- [Exercise aim] From the line with "For instance, an" to the final line of the records, every line is to be duplicated exactly, both of those lines included.

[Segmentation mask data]
____________________
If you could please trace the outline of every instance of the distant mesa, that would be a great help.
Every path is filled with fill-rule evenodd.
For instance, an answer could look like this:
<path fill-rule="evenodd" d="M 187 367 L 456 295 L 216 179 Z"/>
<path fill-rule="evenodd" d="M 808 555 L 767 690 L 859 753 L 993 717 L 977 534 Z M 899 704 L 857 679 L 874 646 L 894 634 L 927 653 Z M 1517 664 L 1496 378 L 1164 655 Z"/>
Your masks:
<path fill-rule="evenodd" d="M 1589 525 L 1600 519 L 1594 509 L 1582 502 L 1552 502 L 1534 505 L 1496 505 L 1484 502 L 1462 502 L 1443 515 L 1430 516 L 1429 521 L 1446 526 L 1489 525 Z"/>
____________________
- [Exercise output]
For instance, an answer could look like this:
<path fill-rule="evenodd" d="M 187 367 L 456 295 L 216 179 Z"/>
<path fill-rule="evenodd" d="M 808 555 L 767 690 L 859 753 L 993 717 L 977 534 Z M 899 704 L 857 679 L 874 646 L 894 634 L 927 653 Z M 1517 664 L 1496 378 L 1164 655 Z"/>
Your masks:
<path fill-rule="evenodd" d="M 1589 525 L 1600 519 L 1594 509 L 1582 502 L 1552 502 L 1534 505 L 1496 505 L 1484 502 L 1462 502 L 1443 515 L 1430 516 L 1429 521 L 1446 526 L 1489 525 Z"/>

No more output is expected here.